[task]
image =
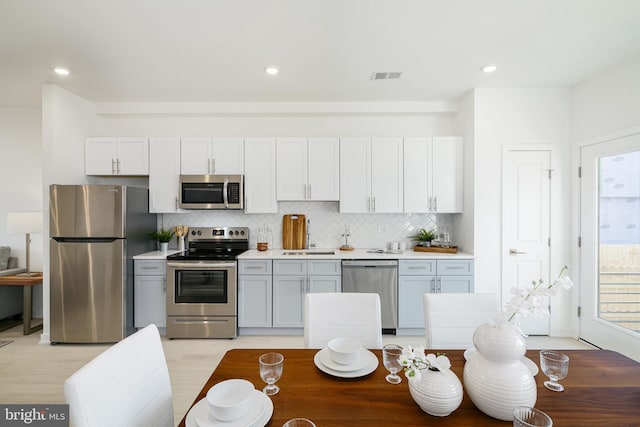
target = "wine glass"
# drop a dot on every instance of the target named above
(391, 359)
(555, 365)
(271, 365)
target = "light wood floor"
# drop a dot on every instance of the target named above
(33, 373)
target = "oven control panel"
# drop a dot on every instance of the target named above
(219, 233)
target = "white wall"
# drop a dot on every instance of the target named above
(21, 185)
(517, 117)
(606, 103)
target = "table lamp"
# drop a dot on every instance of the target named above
(25, 222)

........

**EXERCISE DETAILS**
Copy out all of the rows above word for word, but leave out the pictures.

**FINAL ANSWER**
[task]
image =
target = "wine glass"
# drop a dot on every instance of the target named above
(391, 359)
(555, 365)
(271, 365)
target = "light wood floor"
# drop a dot on every instance of the target named above
(33, 373)
target = "oven control panel"
# drop a dot on every instance of the target named above
(219, 233)
target = "white wall"
# drop a dot on every instance of the target named above
(21, 185)
(517, 117)
(606, 103)
target = "table lamp"
# drop a dot on every instance of the target named above
(25, 222)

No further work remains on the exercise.